# [Direction 1]
Decide whether each statement below agrees with the KGX CLI reference. For each, answer yes or no and quote the words of the reference that settle it.
(a) The --version option shows the version and then exits.
(b) By default, graph-summary writes its output to stderr.
(c) The report_type parameter can be "kgx-map" or "meta-knowledge-graph".

++++ Provided text

KGX CLI#

kgx#

Knowledge Graph Exchange CLI entrypoint.

kgx [OPTIONS] COMMAND [ARGS]...

Options

--version#: Show the version and exit.

graph-summary#

Loads and summarizes a knowledge graph from a set of input files.

Parameters#

inputs: List[str]: Input file
input_format: str: Input file format
input_compression: Optional[str]: The input compression type
output: Optional[str]: Where to write the output (stdout, by default)
report_type: str: The summary get_errors type: “kgx-map” or “meta-knowledge-graph”
report_format: Optional[str]: The summary get_errors format file types: ‘yaml’ or ‘json’ (default is report_type specific)
graph_name: str: User specified name of graph being summarize
node_facet_properties: Optional[List]: A list of node properties from which to generate counts per value for those properties. For example, ['provided_by']
edge_facet_properties: Optional[List]: A list of edge properties from which to generate counts per value for those properties. For example, ['original_knowledge_source', 'aggregator_knowledge_source']
error_log: str: Where to write any graph processing error message (stderr, by default, for empty argument)

++++++++

# [Direction 2]
In the records, take the part that opens at the start of the records and closes with the line containing "84), (341, 86)]". Reproduce that part with "shrub" changed to "bush" and nothing else altered, and leave out the pictures.

++++ Excerpted data

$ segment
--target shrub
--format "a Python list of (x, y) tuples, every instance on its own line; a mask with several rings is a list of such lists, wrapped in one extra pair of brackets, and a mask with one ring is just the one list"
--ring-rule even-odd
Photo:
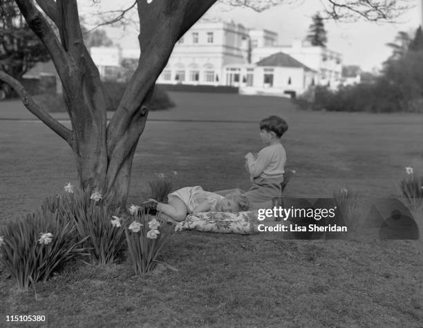
[(342, 214), (344, 222), (348, 232), (357, 228), (361, 219), (359, 198), (357, 193), (346, 189), (339, 189), (332, 193), (337, 208)]
[(402, 195), (416, 209), (423, 207), (423, 177), (414, 173), (413, 168), (406, 167), (407, 175), (400, 182)]
[(337, 91), (318, 86), (294, 102), (314, 110), (393, 113), (408, 108), (397, 88), (382, 78), (372, 84), (341, 86)]
[(18, 288), (46, 281), (66, 261), (82, 254), (75, 226), (46, 208), (0, 228), (0, 260)]
[(147, 273), (159, 262), (160, 251), (169, 241), (173, 227), (159, 218), (160, 215), (152, 217), (138, 209), (132, 213), (126, 220), (115, 216), (111, 226), (124, 231), (135, 274)]

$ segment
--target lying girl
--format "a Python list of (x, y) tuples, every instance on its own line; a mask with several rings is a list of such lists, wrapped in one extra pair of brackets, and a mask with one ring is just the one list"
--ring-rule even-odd
[(200, 212), (238, 212), (248, 209), (247, 197), (241, 194), (229, 194), (225, 197), (205, 191), (200, 186), (178, 189), (167, 195), (168, 204), (149, 200), (141, 206), (146, 210), (156, 210), (175, 221), (185, 220), (187, 214)]

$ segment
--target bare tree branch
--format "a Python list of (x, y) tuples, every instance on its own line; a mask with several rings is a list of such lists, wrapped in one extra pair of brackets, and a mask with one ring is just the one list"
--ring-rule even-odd
[(18, 80), (1, 70), (0, 70), (0, 80), (7, 83), (13, 88), (19, 97), (21, 97), (22, 102), (30, 112), (62, 137), (70, 146), (73, 146), (72, 131), (59, 123), (48, 113), (41, 108)]
[[(262, 12), (280, 4), (298, 0), (221, 0), (236, 7), (245, 7)], [(370, 21), (395, 21), (404, 10), (413, 7), (413, 0), (320, 0), (326, 19), (354, 21), (361, 18)]]
[[(137, 1), (134, 0), (133, 3), (129, 6), (128, 7), (120, 9), (117, 10), (109, 10), (103, 12), (102, 14), (102, 19), (103, 21), (98, 24), (95, 25), (95, 27), (91, 28), (88, 32), (91, 32), (93, 30), (97, 28), (100, 26), (104, 26), (106, 25), (113, 25), (115, 23), (122, 22), (122, 21), (126, 19), (126, 15), (129, 12), (130, 12), (132, 9), (133, 9), (137, 5)], [(110, 15), (110, 17), (106, 17), (106, 16)]]
[(43, 10), (46, 15), (51, 19), (56, 26), (58, 25), (59, 15), (57, 15), (57, 6), (54, 0), (35, 0), (38, 6)]
[(147, 94), (153, 87), (176, 41), (216, 1), (138, 0), (141, 55), (138, 67), (107, 128), (109, 155), (130, 128), (134, 115), (145, 105)]
[(65, 50), (74, 57), (83, 51), (84, 41), (76, 0), (57, 0), (60, 37)]
[(15, 0), (28, 25), (46, 46), (61, 77), (68, 74), (69, 58), (46, 17), (37, 9), (32, 0)]

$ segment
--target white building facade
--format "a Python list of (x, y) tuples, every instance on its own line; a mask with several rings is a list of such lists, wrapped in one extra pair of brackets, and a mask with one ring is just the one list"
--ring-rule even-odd
[[(338, 86), (341, 54), (298, 41), (291, 46), (276, 46), (277, 39), (272, 31), (200, 20), (175, 45), (157, 83), (231, 86), (242, 93), (276, 95), (299, 95), (315, 84)], [(91, 48), (91, 53), (104, 77), (122, 59), (138, 59), (140, 49), (99, 47)], [(263, 60), (266, 65), (260, 64)]]
[(248, 30), (241, 24), (200, 21), (175, 46), (158, 83), (227, 85), (224, 66), (247, 64)]
[(341, 83), (342, 55), (324, 47), (310, 46), (295, 40), (292, 46), (276, 46), (255, 48), (252, 50), (252, 61), (256, 62), (274, 54), (282, 52), (319, 74), (315, 83), (337, 88)]

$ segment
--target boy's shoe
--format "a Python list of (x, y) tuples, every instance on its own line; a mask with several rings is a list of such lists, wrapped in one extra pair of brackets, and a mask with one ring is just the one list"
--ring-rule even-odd
[(156, 215), (157, 214), (157, 204), (158, 202), (157, 200), (149, 198), (147, 202), (141, 203), (141, 207), (144, 209), (146, 213), (151, 215)]

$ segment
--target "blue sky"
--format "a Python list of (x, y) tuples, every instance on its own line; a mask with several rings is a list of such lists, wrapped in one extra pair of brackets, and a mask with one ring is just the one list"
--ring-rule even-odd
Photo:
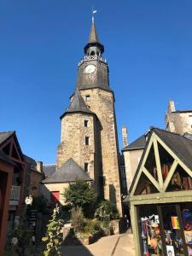
[(73, 92), (91, 22), (96, 25), (130, 142), (164, 128), (168, 100), (192, 108), (191, 0), (2, 0), (0, 130), (16, 131), (23, 152), (55, 162), (59, 117)]

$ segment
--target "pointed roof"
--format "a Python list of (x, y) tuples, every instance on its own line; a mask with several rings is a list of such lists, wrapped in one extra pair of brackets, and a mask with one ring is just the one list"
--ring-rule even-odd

++++++++

# [Exercise response 1]
(a) Yes: "Show the version and exit."
(b) No: "Where to write the output (stdout, by default)"
(c) Yes: "“kgx-map” or “meta-knowledge-graph”"

# [Exercise response 2]
$ segment
--target bush
--format "a Python list of (x, y) tuples, every instance on its own line; a mask with several rings is a list of such lists, wrapped in one extra pair of brackets, and a mask with one ring is just the one list"
--ring-rule even-odd
Photo:
[(342, 214), (344, 222), (348, 232), (357, 228), (361, 219), (359, 198), (357, 193), (346, 189), (339, 189), (332, 193), (337, 208)]
[(402, 195), (416, 209), (423, 207), (423, 177), (414, 173), (413, 168), (406, 167), (407, 175), (400, 182)]
[(337, 91), (318, 86), (294, 102), (314, 110), (393, 113), (408, 108), (397, 88), (382, 78), (372, 84), (341, 86)]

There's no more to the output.